=== STORED RECORDS ===

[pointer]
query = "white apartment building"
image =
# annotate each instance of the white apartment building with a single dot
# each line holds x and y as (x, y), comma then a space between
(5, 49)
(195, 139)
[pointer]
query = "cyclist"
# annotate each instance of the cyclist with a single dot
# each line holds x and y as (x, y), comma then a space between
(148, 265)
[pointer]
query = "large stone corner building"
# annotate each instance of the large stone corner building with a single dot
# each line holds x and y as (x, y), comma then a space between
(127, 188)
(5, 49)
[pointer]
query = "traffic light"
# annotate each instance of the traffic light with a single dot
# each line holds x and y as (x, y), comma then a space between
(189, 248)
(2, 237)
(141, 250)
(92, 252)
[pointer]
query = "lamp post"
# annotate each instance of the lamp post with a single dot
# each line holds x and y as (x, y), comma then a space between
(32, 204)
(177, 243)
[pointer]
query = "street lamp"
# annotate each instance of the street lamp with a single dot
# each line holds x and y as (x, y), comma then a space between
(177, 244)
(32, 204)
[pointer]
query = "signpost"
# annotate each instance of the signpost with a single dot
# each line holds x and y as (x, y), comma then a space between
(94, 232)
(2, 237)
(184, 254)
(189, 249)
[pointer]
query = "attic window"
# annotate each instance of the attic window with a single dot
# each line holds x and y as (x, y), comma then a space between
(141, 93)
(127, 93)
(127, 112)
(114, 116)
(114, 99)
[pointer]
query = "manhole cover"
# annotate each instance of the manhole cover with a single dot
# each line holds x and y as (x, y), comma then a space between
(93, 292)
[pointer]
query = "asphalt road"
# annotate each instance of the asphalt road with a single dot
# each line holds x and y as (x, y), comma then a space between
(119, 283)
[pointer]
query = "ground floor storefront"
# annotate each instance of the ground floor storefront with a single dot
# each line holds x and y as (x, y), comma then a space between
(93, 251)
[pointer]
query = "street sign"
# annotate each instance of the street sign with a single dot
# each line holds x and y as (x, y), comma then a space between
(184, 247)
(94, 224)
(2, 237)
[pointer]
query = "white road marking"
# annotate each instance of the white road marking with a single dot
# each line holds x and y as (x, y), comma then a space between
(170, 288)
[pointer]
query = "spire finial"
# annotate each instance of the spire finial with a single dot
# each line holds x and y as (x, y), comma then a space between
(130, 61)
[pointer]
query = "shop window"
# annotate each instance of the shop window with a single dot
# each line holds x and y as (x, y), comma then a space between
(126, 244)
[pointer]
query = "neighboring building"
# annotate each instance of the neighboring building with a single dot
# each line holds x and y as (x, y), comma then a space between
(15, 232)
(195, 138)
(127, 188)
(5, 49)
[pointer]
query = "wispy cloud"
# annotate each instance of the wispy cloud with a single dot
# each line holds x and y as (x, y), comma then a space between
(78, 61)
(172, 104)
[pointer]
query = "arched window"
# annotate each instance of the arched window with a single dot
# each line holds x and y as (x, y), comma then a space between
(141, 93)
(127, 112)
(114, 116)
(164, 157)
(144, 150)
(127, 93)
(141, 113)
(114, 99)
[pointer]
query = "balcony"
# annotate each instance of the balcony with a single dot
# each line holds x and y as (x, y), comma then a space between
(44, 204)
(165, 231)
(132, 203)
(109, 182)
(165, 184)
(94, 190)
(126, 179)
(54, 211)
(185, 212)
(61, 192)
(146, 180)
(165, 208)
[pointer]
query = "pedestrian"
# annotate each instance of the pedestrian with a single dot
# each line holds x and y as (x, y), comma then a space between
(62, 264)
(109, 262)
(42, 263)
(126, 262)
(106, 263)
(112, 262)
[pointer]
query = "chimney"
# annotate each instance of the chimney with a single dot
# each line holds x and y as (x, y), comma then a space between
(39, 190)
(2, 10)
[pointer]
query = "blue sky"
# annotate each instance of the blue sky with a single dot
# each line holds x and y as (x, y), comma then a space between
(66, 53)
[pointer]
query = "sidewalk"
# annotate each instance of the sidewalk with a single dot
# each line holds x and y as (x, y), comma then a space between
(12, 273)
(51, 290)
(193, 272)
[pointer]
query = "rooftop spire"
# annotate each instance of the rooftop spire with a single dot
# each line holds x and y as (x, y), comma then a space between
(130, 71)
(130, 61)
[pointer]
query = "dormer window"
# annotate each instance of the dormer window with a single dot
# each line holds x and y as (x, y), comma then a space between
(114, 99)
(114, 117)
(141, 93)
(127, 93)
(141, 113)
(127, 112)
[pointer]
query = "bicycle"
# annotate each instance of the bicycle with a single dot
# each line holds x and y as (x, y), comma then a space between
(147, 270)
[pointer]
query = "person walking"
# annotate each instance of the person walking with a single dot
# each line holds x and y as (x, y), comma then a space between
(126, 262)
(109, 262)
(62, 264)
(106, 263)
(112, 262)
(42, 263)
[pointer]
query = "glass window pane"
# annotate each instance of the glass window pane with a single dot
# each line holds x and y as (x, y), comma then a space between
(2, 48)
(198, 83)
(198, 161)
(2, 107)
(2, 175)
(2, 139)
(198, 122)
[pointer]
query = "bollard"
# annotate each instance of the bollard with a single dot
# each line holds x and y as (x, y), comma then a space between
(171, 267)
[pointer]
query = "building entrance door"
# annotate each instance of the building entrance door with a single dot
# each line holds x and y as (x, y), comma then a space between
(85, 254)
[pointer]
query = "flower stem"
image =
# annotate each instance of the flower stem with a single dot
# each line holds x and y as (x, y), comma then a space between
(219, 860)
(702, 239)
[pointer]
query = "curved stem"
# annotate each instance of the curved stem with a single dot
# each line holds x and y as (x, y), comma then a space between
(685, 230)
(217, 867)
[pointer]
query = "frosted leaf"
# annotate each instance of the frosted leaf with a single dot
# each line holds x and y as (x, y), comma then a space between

===

WHAT YOU HAVE TO DO: Take the listing above and set it down exactly.

RESULT FOR THIS EXERCISE:
[pointer]
query = "white apartment building"
image =
# annotate each instance of the white apartment building with a single dot
# each line holds x and y as (x, y), comma then a space between
(5, 49)
(195, 139)
[pointer]
query = "cyclist"
# annotate each instance of the cyclist with a single dot
# each line holds x and y as (x, y), comma then a space between
(148, 265)
[pointer]
query = "large stone corner building"
# annotate each instance of the large stone corner building with a single dot
# each line holds x and y as (x, y), comma then a space between
(127, 188)
(5, 49)
[pointer]
query = "traffic light"
# annotate each instance of the traffic light with a single dot
# each line holds x and y as (x, y), comma then a space between
(189, 248)
(2, 237)
(141, 250)
(92, 252)
[pointer]
query = "lamp post"
# annotate each instance of the lamp post with a single dot
# each line holds x and y as (x, y), comma then a space between
(32, 204)
(177, 243)
[pointer]
query = "street lamp"
# annotate each instance of the street lamp with a single dot
# each line holds x and y as (x, y), comma then a space between
(177, 244)
(32, 204)
[pointer]
query = "signpost"
# annotate each instance of the signpost with a single dot
# each line holds x and y as (x, y), comma then a space between
(94, 232)
(2, 237)
(184, 254)
(189, 249)
[pointer]
query = "attic window"
# annotate each instance of the attic window with a single dot
# each line holds x and y as (x, y), comma then a space between
(141, 93)
(127, 93)
(127, 112)
(114, 116)
(114, 99)
[pointer]
query = "manhole cover"
# annotate each instance of the manhole cover with a single dot
# each line holds x and y as (x, y), comma then a space between
(93, 292)
[pointer]
query = "asphalt road"
# annotate each instance of the asphalt road with a single dot
# each line holds x and y as (x, y), comma then a space between
(119, 283)
[pointer]
query = "ground floor storefront"
# annotate each instance of the ground floor storefront with a single dot
# each line holds x and y as (x, y), comma then a space between
(93, 251)
[pointer]
query = "street sign"
# annotate each instance of the street sign with a single dot
# each line holds x and y as (x, y), comma then a space between
(184, 247)
(94, 224)
(2, 237)
[pointer]
query = "white road marking"
# annotate each instance of the white road marking with a single dot
# each line holds x and y as (x, y), comma then a space between
(170, 288)
[pointer]
query = "spire finial"
# annotate each instance of the spire finial with a single dot
# each line holds x and y as (x, y), comma then a space between
(130, 61)
[pointer]
query = "shop window"
# annotate each instance of the shop window with a single dot
# each line holds x and y as (x, y), comma then a space between
(126, 244)
[pointer]
query = "neighboring building"
# annotate each instance of the neighboring building with a single dot
# each line holds x and y as (x, y), comma then a space between
(15, 232)
(195, 138)
(127, 188)
(5, 49)
[pointer]
query = "wispy cloud"
# annotate each instance of the wispy cloud with a single dot
# each line holds x and y as (x, y), comma then a space between
(78, 61)
(172, 104)
[pointer]
query = "arched window"
# annotate each instance of the arched window with a single dot
# each line holds x and y as (x, y), comma then a space between
(141, 93)
(127, 112)
(114, 116)
(164, 157)
(144, 150)
(127, 93)
(141, 113)
(114, 99)
[pointer]
query = "balcony"
# annotate each instance of the balcony with a single dot
# each line holds x and y as (x, y), comma then a space between
(44, 204)
(165, 231)
(132, 203)
(109, 182)
(165, 184)
(94, 190)
(126, 179)
(54, 211)
(185, 212)
(61, 192)
(146, 180)
(165, 208)
[pointer]
query = "pedestrian"
# annotate each instance of the pedestrian with a single dot
# each line holds x and y as (x, y), comma then a space between
(62, 264)
(109, 262)
(42, 263)
(126, 262)
(106, 263)
(112, 262)
[pointer]
query = "chimney"
# annotate each instance of the chimney with a single dot
# each line holds x and y as (x, y), comma then a space between
(39, 190)
(2, 10)
[pointer]
query = "blue sky"
# annotate each instance of the blue sky with a single dot
# each line holds x and y as (x, y), comma then a space between
(66, 53)
[pointer]
query = "sidewalk"
# annotate each instance of the sidewalk with a single dot
# each line holds x and y as (x, y), comma then a space between
(12, 273)
(51, 290)
(193, 272)
[pointer]
query = "rooftop spire"
# annotate each instance of the rooftop spire with a single dot
# each line holds x and y as (x, y), comma then a space between
(130, 71)
(130, 61)
[pointer]
query = "dormer window"
# annotate each instance of the dormer window with a single dot
# each line holds x and y as (x, y), comma then a space between
(114, 99)
(114, 117)
(141, 93)
(127, 93)
(141, 113)
(127, 112)
[pointer]
query = "bicycle"
# annotate each instance of the bicycle with a single dot
# each line holds x and y as (x, y), comma then a space between
(147, 270)
[pointer]
query = "person walking"
# annotate each instance of the person walking with a single dot
# each line holds x and y as (x, y), comma then a space between
(126, 262)
(109, 262)
(62, 264)
(106, 263)
(112, 262)
(42, 263)
[pointer]
query = "glass window pane"
# annotate each instance of the glass window pane with a single dot
# each line holds x and y as (x, y), comma then a space between
(2, 48)
(198, 83)
(198, 161)
(2, 107)
(2, 175)
(2, 139)
(198, 122)
[pointer]
query = "bollard"
# annotate each instance of the bollard with a single dot
# each line holds x and y as (x, y), comma then a space between
(171, 267)
[pointer]
query = "building entrance door"
# annotate each instance of the building entrance door with a single dot
# each line holds x and y as (x, y), comma then a space between
(85, 254)
[pointer]
query = "flower stem"
image =
# annotate each instance of the flower stem with a single dot
# each line holds x and y as (x, y), comma then a space between
(219, 860)
(702, 239)
[pointer]
query = "curved stem"
# annotate each instance of the curved stem with a single dot
# each line holds x and y as (x, y), comma then a space between
(685, 230)
(217, 867)
[pointer]
query = "frosted leaf"
# annotate each instance of the frosted leaf with a single dot
# each line holds x and y as (x, y), comma then a space between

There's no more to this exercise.